#### [What needs to be done]
Please copy every line of the data below word for word, leaving out the pictures.
===== Input rows
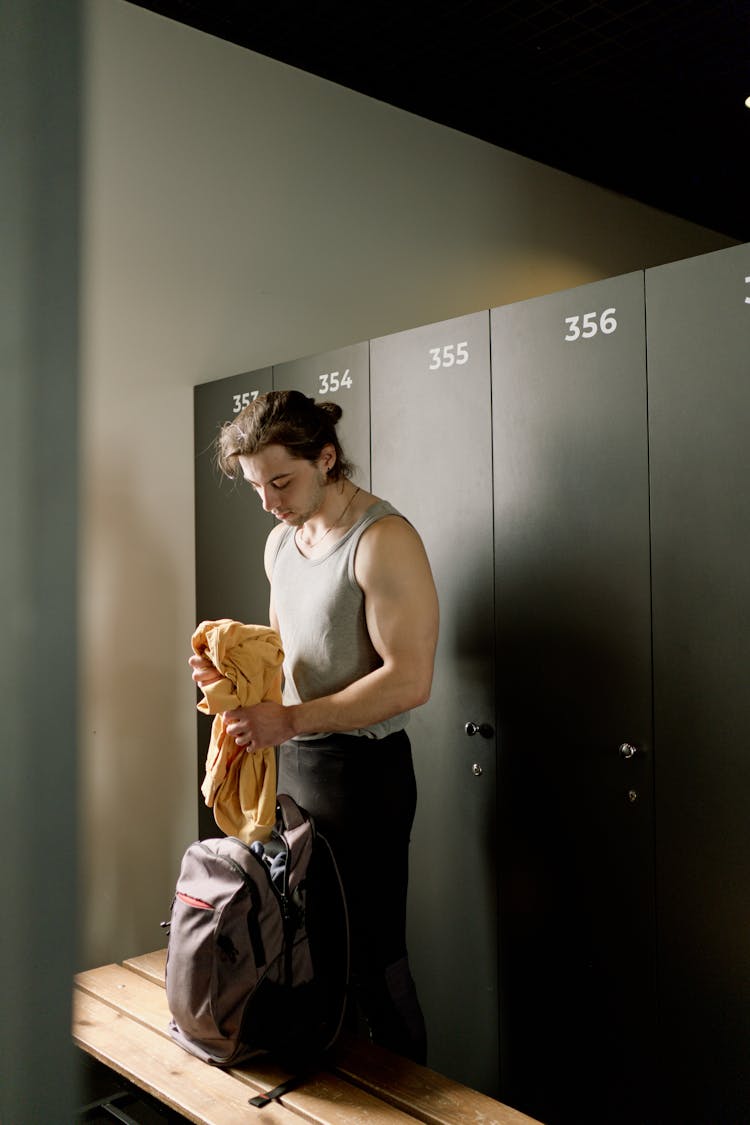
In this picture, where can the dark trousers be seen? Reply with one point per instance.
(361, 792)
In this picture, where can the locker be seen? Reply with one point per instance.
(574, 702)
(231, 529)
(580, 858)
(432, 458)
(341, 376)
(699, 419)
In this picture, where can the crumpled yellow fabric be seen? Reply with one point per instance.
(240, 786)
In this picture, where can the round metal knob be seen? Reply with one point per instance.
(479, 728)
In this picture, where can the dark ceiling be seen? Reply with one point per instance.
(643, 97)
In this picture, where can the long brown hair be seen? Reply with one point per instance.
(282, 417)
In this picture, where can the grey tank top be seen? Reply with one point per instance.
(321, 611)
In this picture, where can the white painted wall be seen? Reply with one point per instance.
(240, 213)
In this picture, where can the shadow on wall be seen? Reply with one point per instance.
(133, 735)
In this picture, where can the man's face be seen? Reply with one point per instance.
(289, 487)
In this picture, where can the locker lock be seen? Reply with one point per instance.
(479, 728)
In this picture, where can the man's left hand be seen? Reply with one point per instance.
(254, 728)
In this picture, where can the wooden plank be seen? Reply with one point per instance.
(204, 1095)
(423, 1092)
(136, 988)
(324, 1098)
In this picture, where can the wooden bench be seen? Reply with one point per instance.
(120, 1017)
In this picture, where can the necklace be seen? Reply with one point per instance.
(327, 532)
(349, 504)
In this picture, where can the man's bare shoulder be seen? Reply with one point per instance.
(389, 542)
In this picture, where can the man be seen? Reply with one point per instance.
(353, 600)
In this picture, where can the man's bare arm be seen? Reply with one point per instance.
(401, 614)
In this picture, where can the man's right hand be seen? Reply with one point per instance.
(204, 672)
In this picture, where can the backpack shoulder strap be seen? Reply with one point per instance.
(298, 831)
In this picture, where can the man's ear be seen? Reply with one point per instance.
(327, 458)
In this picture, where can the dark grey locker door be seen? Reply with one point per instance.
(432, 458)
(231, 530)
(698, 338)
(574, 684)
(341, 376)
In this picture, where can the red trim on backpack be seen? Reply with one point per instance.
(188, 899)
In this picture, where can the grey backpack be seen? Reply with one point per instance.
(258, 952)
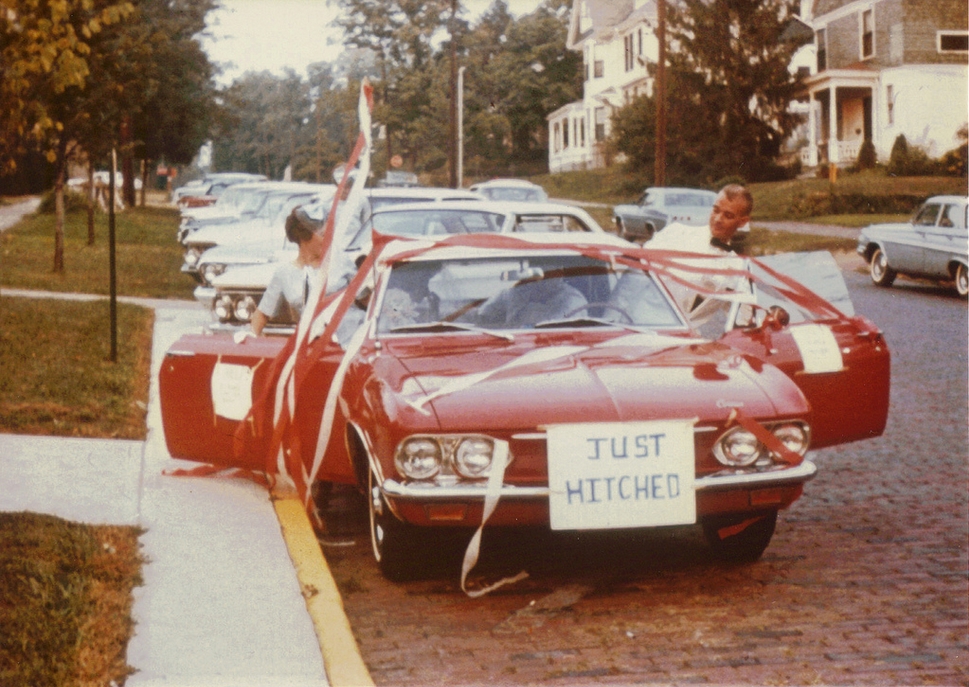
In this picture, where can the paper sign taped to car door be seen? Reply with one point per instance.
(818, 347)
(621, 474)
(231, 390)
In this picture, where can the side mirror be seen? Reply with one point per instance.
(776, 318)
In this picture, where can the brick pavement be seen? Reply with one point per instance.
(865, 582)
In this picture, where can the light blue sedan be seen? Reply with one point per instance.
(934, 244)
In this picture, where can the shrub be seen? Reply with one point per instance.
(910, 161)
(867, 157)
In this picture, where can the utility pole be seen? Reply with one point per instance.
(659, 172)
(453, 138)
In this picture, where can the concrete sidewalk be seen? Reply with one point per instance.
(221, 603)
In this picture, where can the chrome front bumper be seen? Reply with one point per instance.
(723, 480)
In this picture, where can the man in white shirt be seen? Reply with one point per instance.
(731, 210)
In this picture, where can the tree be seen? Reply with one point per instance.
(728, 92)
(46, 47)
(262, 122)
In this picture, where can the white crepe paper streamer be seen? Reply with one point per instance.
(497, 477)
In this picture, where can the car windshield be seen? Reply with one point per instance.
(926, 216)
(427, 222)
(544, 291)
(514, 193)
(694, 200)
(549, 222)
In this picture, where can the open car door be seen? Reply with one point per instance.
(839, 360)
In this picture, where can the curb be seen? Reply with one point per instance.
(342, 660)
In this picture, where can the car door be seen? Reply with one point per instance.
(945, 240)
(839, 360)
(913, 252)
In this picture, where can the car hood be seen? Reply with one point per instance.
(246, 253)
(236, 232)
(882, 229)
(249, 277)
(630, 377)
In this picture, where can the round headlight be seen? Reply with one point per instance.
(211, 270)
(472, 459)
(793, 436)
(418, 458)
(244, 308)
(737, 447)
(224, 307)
==========
#### [Result for this exercise]
In this picture, where can the dark trousers be seen? Reply with one point per instance.
(361, 792)
In this picture, where can the locker be seen? Reply with one point per instance.
(574, 702)
(231, 529)
(580, 858)
(432, 458)
(341, 376)
(699, 419)
In this picture, where can the crumpled yellow fabric be seen? Reply with one point per instance.
(240, 786)
In this picture, where can the round metal knob be seen? Reply with one point per instance.
(479, 728)
In this picture, where can the dark ceiling be seen? Reply with one point per instance.
(643, 97)
In this picture, where can the long brown hair be seen? Reply with one point per instance.
(282, 417)
In this picture, where can the grey tank top be seen? Reply with one point per instance.
(321, 611)
In this picture, where can the white painted wall be seen? Reply with one point per instance.
(240, 213)
In this picture, where can the shadow on wall be seen? Reply with one point per instance.
(133, 735)
In this picture, where can the man's face be seen? Reply with one point per instance.
(289, 487)
In this picture, where can the locker lock be seen? Reply with one point per instance.
(479, 728)
In this picture, where can the man's left hand be seen? Reply with one point per instance.
(254, 728)
In this picture, where can the wooden plank be seen? Reply with one point per instance.
(204, 1095)
(423, 1092)
(136, 988)
(324, 1098)
In this picture, where can the wooden bench be seen? Reply with one point per instance.
(120, 1017)
In this picture, where can the necklace be seen? Reply with one point per instance.
(327, 532)
(349, 504)
In this picture, where can the man's bare shoulder be seen? Reply with one point per instance.
(389, 542)
In this picture, where can the man be seen? Reply with one point per instance.
(353, 600)
In this picture, where can the man's bare arm be seen? Reply with one point per instance.
(401, 614)
In this picture, where can the man's right hand be seen? Reply with one point per instance.
(204, 672)
In this picture, where can the backpack shoulder strap be seen? Reply with one point per instance.
(298, 831)
In this picture, where can the man's ear be seen? Reply with one point per instance.
(327, 458)
In this picture, where can the dark grey locker door be seen? Reply with one point per instance.
(432, 458)
(231, 530)
(698, 338)
(574, 684)
(341, 376)
In this picture, where can the red trim on backpack be seen? Reply with one point per instance.
(188, 899)
In this picture, where can the grey backpack be seen? Reply with one point per instance.
(258, 952)
In this picture, where can the paper sign taped to car door be seen? Reply with one point per instance.
(818, 347)
(621, 474)
(231, 390)
In this picture, where can the side mirror be seen? Reply with one point per instance.
(776, 318)
In this picture, where can the brick pavement be seen? Reply with one point per instance.
(865, 582)
In this picture, where can the light blue sedan be seen? Reply with one point per instance.
(934, 244)
In this picture, where can the shrub be seen? Reply with one point per instance.
(910, 161)
(867, 157)
In this picture, where can the utility pole be seen? Reply with one point per instance.
(659, 172)
(453, 138)
In this picture, where can the concrete sidewalk be seen? Reply with one point per instance.
(221, 603)
In this picture, where can the chrome front bumper be seen? Reply with one point per instance.
(723, 480)
In this picture, where can the man in white shirt be seen? Reply with one point per instance.
(731, 210)
In this picture, where can the tree be seen? Reply with one point per instance.
(728, 92)
(46, 47)
(262, 122)
In this picture, where can the white crepe paper streamer be seen? Reply with one point per instance.
(497, 477)
In this picture, where can the car windshield be seen? Reply with one point per instance.
(926, 216)
(427, 222)
(544, 291)
(514, 193)
(694, 200)
(549, 222)
In this picture, where can the open car door be seen? Reply with one point per instance.
(839, 360)
In this picture, where can the curb be seen? Reply with one point per instance.
(342, 660)
In this picture, where can the car door be seen? Reply with one point per instance.
(945, 240)
(839, 360)
(913, 252)
In this picture, where can the car hood be seen? Reply with one point per instance.
(246, 253)
(236, 232)
(882, 229)
(249, 277)
(630, 377)
In this picture, where can the round headlight be seen? Reply with one point per instance.
(211, 270)
(472, 459)
(793, 436)
(418, 458)
(244, 308)
(737, 447)
(224, 307)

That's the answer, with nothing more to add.